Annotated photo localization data
[Start of section]

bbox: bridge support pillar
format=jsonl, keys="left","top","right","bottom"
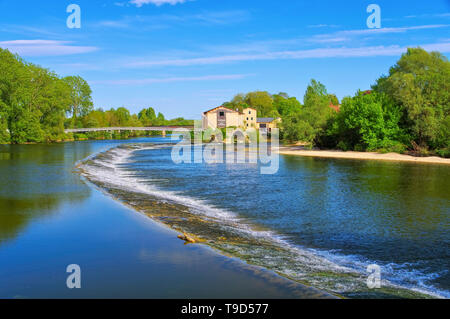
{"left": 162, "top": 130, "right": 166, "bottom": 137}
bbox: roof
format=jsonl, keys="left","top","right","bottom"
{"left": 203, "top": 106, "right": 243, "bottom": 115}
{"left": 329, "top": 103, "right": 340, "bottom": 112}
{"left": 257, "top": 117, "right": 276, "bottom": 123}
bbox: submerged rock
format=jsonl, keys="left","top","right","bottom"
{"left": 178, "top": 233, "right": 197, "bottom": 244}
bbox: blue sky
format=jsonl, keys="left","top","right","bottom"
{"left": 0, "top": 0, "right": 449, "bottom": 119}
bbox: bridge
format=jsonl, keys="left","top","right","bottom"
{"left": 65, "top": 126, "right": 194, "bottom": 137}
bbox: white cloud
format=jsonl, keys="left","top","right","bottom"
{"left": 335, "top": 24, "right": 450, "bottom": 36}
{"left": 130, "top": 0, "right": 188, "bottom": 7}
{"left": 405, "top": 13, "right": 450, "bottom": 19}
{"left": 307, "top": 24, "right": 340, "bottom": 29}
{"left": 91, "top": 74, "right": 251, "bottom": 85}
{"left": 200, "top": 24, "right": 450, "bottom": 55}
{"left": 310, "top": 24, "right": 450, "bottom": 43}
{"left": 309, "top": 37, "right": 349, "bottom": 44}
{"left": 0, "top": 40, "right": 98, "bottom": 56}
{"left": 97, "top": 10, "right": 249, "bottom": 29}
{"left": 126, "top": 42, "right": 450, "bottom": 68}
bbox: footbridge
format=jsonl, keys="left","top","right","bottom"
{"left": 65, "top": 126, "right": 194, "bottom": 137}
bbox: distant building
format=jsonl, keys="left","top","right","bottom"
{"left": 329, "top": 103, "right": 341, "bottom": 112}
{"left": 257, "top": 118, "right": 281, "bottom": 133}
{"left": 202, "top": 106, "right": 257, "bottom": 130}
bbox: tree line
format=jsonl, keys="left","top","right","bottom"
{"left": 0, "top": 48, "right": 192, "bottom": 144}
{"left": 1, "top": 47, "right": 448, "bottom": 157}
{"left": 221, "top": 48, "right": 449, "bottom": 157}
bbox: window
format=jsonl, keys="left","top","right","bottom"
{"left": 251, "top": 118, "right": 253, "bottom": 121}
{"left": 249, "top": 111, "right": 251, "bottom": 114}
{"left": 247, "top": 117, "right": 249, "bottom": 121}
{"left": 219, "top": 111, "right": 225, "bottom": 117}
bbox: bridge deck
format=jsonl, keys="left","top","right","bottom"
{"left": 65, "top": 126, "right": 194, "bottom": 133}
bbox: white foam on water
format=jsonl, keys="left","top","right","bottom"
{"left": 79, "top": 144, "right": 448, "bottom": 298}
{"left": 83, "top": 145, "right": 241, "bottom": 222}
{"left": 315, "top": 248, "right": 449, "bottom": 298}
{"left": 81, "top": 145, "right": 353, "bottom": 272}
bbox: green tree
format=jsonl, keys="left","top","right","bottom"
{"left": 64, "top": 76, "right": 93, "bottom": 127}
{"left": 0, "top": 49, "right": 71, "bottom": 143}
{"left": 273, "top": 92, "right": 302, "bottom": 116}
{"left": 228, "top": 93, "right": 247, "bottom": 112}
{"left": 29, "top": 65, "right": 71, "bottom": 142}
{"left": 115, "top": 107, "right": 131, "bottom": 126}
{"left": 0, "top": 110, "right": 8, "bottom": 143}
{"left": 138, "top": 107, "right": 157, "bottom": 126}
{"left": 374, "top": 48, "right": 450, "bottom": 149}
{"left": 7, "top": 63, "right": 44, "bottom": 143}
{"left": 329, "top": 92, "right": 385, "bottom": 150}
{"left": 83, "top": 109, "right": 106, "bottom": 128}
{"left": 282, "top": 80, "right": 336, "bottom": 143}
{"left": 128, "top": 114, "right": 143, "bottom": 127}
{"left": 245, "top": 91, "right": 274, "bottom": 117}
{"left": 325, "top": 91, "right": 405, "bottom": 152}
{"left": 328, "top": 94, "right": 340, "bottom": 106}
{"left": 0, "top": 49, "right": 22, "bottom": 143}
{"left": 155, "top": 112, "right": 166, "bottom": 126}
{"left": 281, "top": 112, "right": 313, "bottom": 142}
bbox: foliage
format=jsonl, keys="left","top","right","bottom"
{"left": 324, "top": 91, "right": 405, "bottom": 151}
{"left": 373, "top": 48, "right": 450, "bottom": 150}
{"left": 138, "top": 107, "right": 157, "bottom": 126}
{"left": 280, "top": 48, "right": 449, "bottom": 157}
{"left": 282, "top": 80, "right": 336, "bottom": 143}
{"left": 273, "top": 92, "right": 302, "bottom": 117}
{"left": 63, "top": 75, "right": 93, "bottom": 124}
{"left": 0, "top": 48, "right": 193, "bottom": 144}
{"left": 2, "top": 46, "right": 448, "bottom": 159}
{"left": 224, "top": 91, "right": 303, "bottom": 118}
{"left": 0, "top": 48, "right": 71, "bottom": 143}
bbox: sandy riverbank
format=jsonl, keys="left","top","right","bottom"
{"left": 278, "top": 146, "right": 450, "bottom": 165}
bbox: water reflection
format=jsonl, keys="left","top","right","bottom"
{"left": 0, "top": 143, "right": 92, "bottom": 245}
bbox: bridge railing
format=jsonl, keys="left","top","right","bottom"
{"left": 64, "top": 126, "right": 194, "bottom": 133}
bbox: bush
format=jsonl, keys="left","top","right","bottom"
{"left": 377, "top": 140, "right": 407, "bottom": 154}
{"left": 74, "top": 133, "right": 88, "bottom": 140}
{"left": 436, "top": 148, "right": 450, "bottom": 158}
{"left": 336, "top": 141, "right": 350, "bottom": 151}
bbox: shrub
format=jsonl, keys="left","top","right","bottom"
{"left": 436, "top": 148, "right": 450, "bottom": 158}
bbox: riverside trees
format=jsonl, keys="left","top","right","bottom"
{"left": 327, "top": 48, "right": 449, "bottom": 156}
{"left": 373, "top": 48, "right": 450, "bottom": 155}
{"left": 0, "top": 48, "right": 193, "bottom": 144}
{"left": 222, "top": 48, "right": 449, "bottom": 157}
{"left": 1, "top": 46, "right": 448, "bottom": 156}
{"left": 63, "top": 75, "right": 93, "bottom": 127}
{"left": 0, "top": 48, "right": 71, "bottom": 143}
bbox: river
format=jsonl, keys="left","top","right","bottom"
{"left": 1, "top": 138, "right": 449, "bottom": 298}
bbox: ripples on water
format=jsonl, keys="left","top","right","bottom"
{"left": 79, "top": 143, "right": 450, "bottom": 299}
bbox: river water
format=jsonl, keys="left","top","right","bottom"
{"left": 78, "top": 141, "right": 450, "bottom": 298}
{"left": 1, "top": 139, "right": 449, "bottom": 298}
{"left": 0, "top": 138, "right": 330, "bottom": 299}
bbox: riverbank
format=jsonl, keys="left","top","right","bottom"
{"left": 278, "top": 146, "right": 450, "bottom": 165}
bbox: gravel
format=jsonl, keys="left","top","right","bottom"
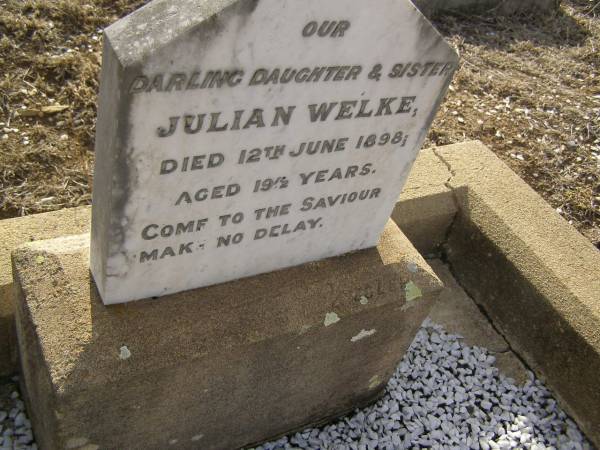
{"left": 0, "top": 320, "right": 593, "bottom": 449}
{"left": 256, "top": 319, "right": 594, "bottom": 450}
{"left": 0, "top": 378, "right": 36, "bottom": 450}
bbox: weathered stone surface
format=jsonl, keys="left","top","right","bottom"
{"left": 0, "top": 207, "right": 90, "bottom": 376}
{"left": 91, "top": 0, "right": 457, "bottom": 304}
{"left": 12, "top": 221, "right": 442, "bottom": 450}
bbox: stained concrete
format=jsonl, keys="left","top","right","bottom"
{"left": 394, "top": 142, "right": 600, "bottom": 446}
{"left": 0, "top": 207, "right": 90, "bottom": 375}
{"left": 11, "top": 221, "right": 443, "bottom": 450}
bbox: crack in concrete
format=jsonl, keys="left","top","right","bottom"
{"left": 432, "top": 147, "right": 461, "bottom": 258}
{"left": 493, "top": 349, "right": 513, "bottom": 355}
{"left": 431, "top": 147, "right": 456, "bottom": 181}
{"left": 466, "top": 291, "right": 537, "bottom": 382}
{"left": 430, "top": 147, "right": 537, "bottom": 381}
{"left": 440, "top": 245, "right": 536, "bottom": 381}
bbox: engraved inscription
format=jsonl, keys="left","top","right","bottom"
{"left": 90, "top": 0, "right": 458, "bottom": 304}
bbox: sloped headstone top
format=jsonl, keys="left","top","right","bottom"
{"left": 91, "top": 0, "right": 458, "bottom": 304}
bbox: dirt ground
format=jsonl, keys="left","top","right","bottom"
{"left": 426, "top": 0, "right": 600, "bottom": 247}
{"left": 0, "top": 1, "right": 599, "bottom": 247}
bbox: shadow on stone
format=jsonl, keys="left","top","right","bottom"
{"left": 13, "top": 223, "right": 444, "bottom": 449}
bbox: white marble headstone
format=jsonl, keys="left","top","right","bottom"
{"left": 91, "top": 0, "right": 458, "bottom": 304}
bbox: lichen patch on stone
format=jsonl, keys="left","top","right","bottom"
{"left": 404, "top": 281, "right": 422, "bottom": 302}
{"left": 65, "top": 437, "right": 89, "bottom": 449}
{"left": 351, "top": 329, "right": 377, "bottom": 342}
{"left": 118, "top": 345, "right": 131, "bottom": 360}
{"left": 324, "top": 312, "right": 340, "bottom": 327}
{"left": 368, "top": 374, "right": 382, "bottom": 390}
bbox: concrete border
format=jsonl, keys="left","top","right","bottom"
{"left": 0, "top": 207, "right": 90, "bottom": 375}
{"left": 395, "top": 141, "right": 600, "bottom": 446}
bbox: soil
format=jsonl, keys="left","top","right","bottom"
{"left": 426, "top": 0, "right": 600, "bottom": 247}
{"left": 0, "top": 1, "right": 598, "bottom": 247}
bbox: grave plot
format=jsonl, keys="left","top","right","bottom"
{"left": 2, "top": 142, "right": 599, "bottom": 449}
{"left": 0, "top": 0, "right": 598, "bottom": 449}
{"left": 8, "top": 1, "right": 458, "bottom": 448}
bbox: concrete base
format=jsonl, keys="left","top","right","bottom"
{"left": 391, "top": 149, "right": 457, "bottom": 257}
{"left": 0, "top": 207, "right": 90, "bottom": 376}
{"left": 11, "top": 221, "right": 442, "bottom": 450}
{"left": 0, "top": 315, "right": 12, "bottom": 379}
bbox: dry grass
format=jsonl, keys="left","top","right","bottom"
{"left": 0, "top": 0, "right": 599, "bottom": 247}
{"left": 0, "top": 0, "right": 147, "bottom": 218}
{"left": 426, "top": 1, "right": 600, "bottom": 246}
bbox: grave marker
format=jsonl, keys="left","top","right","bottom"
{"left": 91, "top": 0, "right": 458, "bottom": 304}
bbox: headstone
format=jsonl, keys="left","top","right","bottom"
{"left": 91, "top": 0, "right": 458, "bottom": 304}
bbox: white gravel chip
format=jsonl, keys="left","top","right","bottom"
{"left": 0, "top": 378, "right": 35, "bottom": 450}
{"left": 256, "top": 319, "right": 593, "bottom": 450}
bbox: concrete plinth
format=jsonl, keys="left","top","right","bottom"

[End of section]

■ Problem to work on ■
Where does the word "water" occur in the data? Copy every line that has it.

■ Finished exercise ■
bbox: white foam on water
bbox: water reflection
bbox: ripples on water
bbox: river water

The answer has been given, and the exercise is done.